◆ **Given instruction**
Extract the records below word for word and ignore the images.

<<<<

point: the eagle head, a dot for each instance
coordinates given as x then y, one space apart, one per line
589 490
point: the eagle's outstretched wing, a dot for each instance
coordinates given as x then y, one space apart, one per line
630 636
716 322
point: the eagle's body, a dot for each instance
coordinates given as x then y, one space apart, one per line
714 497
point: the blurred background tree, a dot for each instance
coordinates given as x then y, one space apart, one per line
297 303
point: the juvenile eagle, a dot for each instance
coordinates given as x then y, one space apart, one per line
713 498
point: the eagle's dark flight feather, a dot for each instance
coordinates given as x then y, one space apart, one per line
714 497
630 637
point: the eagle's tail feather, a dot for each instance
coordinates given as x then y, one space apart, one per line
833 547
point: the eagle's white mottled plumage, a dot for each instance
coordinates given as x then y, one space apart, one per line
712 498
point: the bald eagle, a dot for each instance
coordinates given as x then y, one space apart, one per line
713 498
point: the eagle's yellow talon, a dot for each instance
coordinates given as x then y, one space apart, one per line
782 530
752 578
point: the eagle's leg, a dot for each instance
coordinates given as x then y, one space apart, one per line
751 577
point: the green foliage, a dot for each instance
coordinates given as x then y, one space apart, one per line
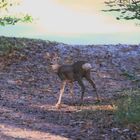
126 10
128 108
11 20
8 44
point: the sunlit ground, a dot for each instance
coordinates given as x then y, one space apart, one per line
74 21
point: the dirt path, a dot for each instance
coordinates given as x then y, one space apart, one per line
29 91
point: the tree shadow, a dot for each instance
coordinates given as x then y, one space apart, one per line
29 118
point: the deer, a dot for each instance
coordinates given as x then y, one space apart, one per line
71 73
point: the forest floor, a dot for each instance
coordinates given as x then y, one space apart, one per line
29 90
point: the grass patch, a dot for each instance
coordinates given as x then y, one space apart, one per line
128 108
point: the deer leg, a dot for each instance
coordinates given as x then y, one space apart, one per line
71 90
88 77
80 82
58 105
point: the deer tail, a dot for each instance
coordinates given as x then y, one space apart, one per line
87 66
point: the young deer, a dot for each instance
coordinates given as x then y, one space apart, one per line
70 73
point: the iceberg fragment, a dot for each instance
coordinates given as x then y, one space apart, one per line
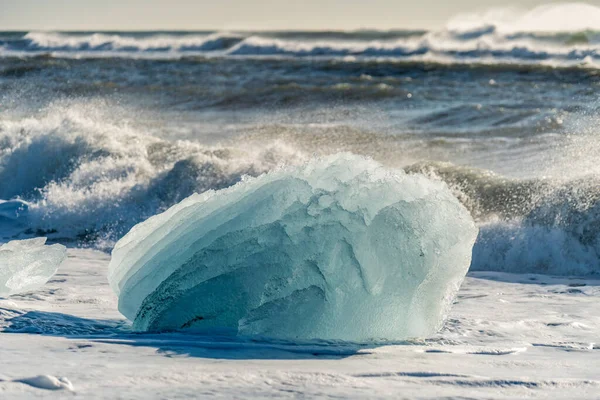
339 248
28 264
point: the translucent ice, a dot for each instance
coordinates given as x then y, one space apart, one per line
339 248
28 264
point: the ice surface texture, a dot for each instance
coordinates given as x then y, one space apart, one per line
28 264
339 248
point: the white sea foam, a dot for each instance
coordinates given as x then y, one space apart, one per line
557 35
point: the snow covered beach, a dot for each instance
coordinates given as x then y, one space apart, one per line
508 336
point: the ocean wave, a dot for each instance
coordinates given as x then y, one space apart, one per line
76 173
63 42
535 37
528 226
86 179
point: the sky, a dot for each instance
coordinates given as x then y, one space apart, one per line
240 14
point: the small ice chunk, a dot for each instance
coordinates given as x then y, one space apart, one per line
28 264
47 382
339 248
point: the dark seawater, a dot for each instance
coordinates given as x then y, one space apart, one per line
99 131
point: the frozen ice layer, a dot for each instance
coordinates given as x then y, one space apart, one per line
339 248
28 264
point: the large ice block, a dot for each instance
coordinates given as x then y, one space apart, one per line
339 248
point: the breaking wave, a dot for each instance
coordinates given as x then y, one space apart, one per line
528 226
76 174
78 178
557 35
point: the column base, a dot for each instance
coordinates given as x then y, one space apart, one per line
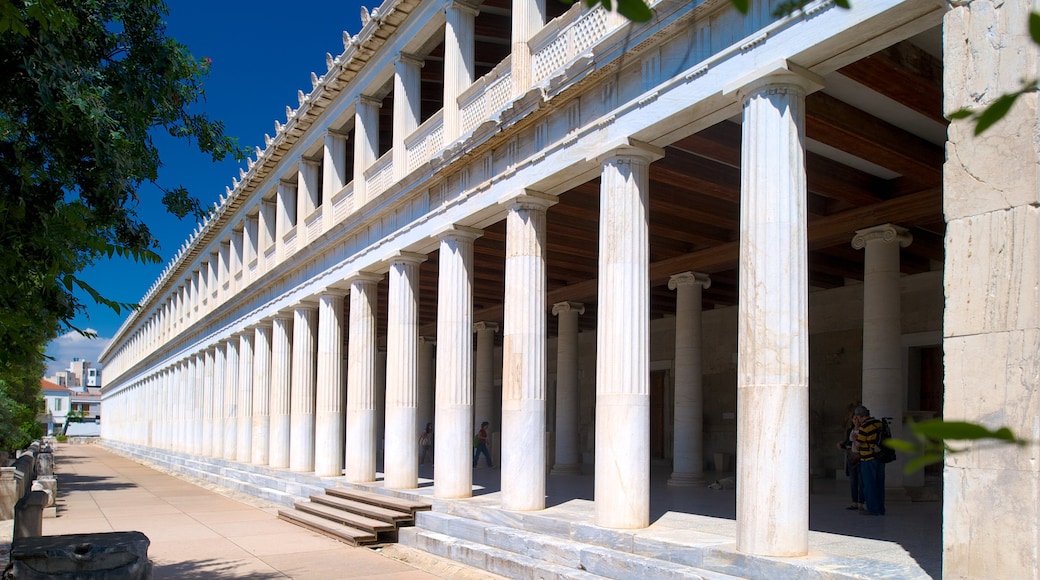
566 469
686 479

>>>>

◆ **Result of this exercise**
point: the eagle head, a dot for each instance
coordinates given as x then y, one space apart, one per line
589 490
point: the eagle's outstretched wing, a dot for each instance
coordinates given as x then y, one space apart, one per line
630 636
716 322
point: the eagle's body, a dot for each instance
coordinates given as x then y, one space apart, one per line
714 497
point: the blurred background tree, a dot for each instance
coordinates given as x then y, one space apart, one per line
297 303
point: the juvenile eagle, a dot for each instance
coordinates given as x then y, one space apart, one per line
713 498
point: the eagle's dark flight feather, a dot for each instance
coordinates given as x then y, one space apart, one per line
714 497
630 637
point: the eagle's tail feather, a dot for each instance
coordinates given as x then y, one space apart, one per line
833 547
point: the eagle's white mottled plumage, a dot for each instance
coordinates given as x then y, one space apart, one per line
712 498
point: the bald eagle, a dot for each instance
coordinates given as x then y, one space apart, one per line
713 498
point: the eagle's yellow talon, a dot for each instance
coordinates given as x then y, one space apart, one per line
782 530
752 578
point: the eagle's leg, a dot for each instance
coordinates given as x then y, one space apart, one per line
751 577
point: the green foliage, a dot for each instance
coordinates given as x then y, one space apart, one per line
126 10
128 108
11 20
8 44
point: the sunlit ground, a dot for each instance
coordinates given as x then y, one space apart, one per line
74 21
point: the dirt path, a dot for each instance
coordinates given as x then y, one space apart, one per line
29 91
point: the tree shadow, a dot for each instance
coordinates given as x then y, one space apart, one per line
29 118
point: the deer, a dot for each instance
coordinates given as x then y, one space apart, one per line
71 73
point: the forest floor, a dot for each instance
coordinates given as x then y, one space apart, one per line
29 90
point: the grass patch, a dot for each instance
coordinates given as x then y, one space apart, one per line
128 108
point: the deer leg, a dot for each instance
coordinates given as x then y, one space apart, one per line
71 90
88 77
80 82
58 105
point: the deer tail, a dot for each instance
coordinates given as x then y, one space apart, one per line
87 66
point: the young deer, a dot for each instance
coordinates given as x then y, one space apart, one per line
70 73
point: the iceberg fragment, a dot for each instance
coordinates given as x then y, one space apart, one per line
339 248
28 264
point: the translucent ice, a dot for each instance
coordinates given as x then y, one space apart, one per line
339 248
28 264
point: the ice surface texture, a dot for each instance
coordinates given as x then y, one space apart, one per line
28 264
339 248
point: the white sea foam, a dot for each instance
coordinates given as x then y, one space apart, one per line
557 35
point: the snow covered beach, a dot for each instance
coordinates given as x then y, one space apart, one per line
508 336
point: the ocean wave, a dot for each instance
coordinates given as x then y, one space apart, one per line
76 173
63 42
535 37
528 226
86 179
point: the sky, a dot for each instance
coordinates given as x then y, one space apart, one per line
240 14
point: the small ice chunk, a dot for each instance
coordinates given as x then y, one space apart, one per line
28 264
47 382
339 248
point: the dark seawater, a dot for each instance
coordinates given as x then y, one space apart, one per line
99 131
point: the frozen ice layer, a dot for each instance
coordinates given as x then y, one space apart, one per line
339 248
28 264
point: the large ice block, a dot for each instance
coordinates given as x then y, one space apart, one per line
339 248
point: the breaking wave, a dot for each instance
coordinates given as x then y, one space apart, one per line
528 226
76 174
78 178
557 35
point: the column base, a dot for each instance
coordinates given as x then y, one space apart, one per line
566 469
686 479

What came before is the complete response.